Tarea planteada: Reescribe las filas desde la que contiene "Find each wooden post and box it." hasta la que contiene "[492,58,748,85]", ambas incluidas, sustituyendo "wooden post" por "wooden stake" y sin tocar nada más.

Datos proporcionados:
....
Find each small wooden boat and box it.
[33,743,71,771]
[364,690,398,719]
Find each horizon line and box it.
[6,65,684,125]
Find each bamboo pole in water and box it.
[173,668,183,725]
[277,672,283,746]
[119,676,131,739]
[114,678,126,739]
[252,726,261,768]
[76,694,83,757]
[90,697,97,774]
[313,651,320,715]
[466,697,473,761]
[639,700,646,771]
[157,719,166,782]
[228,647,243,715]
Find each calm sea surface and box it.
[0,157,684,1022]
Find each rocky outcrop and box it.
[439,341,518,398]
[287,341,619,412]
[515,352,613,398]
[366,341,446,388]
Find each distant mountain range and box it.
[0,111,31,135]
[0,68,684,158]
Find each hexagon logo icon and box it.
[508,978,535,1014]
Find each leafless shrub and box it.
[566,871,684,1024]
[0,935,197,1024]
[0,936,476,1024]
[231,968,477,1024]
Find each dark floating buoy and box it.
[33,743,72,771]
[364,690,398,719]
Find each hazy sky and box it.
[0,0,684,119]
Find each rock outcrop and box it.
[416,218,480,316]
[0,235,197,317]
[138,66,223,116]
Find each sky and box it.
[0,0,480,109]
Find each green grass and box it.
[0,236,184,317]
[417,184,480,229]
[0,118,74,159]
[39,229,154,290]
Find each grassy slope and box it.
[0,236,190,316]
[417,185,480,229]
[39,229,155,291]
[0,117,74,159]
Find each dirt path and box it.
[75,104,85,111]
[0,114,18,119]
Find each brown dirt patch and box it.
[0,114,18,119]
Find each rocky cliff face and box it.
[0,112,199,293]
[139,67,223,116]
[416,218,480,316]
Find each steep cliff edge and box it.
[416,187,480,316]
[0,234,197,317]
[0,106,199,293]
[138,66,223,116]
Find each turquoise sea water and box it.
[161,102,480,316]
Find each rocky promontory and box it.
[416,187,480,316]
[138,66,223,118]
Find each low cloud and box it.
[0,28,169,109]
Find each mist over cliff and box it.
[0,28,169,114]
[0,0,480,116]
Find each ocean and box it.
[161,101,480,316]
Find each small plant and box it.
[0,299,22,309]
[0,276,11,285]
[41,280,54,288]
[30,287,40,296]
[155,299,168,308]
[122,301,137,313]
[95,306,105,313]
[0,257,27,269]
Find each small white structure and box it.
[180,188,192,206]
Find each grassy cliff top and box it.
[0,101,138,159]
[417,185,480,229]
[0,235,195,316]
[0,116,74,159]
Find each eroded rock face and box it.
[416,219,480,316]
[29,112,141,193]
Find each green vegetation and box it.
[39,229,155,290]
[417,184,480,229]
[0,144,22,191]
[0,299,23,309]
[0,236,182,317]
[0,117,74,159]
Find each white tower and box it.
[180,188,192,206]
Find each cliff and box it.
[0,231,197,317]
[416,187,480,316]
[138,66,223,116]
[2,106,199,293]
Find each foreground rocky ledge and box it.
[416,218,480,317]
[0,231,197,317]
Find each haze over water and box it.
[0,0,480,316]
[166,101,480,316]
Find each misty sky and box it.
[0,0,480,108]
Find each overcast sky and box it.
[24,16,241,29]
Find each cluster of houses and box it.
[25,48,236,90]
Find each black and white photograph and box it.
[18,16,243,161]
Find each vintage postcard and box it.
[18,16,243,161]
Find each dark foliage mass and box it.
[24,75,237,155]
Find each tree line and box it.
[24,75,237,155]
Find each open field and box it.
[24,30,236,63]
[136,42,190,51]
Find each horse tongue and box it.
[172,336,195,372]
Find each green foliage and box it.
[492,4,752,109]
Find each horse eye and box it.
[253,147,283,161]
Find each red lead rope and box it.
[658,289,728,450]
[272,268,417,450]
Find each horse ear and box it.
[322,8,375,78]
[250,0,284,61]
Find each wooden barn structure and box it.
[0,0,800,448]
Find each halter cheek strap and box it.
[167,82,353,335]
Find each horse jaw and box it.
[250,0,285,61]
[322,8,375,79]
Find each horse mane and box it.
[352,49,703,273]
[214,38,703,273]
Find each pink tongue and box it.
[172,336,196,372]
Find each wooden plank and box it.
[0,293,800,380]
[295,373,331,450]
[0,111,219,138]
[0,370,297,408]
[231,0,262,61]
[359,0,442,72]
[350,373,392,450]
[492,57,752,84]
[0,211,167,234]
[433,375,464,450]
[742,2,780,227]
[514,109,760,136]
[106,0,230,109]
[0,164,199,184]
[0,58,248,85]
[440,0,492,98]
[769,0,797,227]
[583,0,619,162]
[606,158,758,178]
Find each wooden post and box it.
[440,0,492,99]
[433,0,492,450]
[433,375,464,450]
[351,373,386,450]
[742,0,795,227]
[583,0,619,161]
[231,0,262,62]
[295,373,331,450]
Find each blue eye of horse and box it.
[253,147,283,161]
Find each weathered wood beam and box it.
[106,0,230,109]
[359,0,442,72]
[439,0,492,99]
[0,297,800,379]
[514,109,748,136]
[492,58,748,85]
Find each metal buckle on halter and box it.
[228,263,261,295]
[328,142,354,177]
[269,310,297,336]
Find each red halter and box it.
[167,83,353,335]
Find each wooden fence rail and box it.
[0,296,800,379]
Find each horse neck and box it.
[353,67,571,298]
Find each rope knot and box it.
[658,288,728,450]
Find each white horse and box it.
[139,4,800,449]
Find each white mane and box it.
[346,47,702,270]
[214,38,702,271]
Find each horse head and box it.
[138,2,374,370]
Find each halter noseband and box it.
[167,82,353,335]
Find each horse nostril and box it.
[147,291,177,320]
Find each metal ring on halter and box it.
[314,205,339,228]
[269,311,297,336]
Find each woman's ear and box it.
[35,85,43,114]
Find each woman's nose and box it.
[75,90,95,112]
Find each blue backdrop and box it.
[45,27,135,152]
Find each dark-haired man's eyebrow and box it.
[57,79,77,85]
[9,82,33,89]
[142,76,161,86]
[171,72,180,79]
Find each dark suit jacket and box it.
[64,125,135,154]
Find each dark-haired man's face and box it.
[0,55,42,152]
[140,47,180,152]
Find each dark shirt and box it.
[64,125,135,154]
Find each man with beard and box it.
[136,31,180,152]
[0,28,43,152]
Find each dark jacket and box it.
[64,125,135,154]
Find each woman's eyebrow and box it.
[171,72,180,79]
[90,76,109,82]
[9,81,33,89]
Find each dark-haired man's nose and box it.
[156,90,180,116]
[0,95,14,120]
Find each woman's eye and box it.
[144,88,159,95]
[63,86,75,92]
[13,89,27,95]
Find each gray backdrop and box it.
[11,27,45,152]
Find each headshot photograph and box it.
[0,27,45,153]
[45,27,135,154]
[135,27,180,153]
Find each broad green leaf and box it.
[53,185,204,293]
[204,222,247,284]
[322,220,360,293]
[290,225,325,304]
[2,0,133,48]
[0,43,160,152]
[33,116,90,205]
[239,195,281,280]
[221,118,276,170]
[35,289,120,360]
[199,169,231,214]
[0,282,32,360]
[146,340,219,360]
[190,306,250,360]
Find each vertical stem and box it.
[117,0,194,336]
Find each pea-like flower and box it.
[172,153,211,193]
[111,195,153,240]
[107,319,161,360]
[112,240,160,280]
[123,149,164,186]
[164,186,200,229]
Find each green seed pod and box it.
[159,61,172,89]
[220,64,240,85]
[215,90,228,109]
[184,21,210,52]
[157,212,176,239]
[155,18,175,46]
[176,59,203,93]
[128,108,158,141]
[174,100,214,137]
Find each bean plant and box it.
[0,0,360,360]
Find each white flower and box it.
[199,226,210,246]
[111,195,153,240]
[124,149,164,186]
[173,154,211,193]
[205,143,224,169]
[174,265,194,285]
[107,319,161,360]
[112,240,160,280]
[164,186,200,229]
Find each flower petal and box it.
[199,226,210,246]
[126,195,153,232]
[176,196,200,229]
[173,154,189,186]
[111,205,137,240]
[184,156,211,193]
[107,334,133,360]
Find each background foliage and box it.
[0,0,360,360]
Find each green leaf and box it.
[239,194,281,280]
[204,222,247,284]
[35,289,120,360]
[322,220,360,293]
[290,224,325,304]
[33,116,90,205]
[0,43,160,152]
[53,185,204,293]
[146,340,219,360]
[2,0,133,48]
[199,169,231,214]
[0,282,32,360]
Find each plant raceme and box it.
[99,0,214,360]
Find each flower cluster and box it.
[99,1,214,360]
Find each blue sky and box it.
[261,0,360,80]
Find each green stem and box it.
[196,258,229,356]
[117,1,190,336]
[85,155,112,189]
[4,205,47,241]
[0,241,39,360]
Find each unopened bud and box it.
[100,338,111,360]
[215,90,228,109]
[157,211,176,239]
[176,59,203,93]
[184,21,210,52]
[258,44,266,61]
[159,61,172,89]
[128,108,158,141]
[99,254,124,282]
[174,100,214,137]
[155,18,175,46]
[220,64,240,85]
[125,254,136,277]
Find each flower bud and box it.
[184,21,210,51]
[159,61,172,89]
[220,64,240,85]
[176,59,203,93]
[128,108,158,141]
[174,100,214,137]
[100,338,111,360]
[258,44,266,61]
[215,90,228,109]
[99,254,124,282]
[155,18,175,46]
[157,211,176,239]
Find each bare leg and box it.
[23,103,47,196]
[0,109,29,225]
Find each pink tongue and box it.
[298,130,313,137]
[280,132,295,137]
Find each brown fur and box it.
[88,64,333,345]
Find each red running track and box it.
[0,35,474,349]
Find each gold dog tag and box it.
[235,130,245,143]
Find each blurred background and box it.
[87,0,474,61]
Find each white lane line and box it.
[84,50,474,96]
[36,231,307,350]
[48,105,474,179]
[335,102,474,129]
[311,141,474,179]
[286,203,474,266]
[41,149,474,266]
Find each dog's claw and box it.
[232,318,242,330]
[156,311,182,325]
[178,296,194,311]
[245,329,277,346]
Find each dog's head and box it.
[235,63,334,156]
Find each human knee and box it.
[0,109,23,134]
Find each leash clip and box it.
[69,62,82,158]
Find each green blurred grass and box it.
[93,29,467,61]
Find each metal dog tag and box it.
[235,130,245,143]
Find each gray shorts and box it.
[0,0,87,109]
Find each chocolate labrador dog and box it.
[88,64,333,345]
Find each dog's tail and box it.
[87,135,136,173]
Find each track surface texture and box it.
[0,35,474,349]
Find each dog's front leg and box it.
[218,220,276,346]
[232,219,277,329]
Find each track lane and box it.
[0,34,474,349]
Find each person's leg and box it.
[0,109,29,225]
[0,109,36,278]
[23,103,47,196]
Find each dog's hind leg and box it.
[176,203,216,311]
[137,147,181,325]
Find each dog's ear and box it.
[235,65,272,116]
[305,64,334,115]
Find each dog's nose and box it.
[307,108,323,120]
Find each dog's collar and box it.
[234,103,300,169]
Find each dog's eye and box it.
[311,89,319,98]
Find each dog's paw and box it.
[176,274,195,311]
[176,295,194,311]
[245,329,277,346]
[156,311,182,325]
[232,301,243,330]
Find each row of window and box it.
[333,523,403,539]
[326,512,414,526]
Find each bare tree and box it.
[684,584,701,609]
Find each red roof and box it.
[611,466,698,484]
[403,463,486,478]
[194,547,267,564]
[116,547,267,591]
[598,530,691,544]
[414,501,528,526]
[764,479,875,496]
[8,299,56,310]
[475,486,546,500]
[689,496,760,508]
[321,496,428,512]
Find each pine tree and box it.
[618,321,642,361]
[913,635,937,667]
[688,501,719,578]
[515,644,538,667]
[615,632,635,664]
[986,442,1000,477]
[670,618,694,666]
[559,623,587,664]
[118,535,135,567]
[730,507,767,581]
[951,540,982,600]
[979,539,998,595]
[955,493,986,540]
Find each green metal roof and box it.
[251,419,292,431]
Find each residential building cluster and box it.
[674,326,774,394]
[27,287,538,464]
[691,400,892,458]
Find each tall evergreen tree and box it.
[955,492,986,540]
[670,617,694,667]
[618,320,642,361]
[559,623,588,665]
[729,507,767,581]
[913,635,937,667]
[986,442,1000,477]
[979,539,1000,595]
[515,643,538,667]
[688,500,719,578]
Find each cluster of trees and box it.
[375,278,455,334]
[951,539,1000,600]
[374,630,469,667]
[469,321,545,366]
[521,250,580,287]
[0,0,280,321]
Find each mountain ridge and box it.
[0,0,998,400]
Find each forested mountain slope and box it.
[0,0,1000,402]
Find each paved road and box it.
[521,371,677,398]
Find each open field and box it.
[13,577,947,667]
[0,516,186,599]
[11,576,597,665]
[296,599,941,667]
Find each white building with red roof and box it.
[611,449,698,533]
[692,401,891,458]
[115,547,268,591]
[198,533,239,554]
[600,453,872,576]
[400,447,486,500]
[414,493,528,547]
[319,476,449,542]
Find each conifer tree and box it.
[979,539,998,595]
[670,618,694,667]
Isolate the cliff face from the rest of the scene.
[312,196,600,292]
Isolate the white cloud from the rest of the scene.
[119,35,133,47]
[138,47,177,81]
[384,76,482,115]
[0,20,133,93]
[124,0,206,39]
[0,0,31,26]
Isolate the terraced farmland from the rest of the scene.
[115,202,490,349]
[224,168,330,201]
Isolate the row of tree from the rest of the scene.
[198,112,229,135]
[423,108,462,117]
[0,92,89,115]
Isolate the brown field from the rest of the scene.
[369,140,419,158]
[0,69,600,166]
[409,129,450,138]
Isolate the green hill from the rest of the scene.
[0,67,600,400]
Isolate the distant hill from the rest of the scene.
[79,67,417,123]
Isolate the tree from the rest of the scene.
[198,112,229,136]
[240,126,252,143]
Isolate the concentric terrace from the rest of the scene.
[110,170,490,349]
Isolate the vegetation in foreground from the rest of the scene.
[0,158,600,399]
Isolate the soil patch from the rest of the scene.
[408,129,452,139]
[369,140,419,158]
....
Respuesta esperada:
Find each wooden stake and box it.
[440,0,492,99]
[433,0,492,450]
[433,375,464,450]
[351,373,386,450]
[742,0,795,227]
[583,0,619,161]
[231,0,262,62]
[295,373,331,450]
Find each blue eye of horse and box it.
[253,147,283,161]
Find each weathered wood beam and box it.
[106,0,230,109]
[359,0,442,72]
[439,0,492,99]
[0,297,800,379]
[514,109,748,136]
[492,58,748,85]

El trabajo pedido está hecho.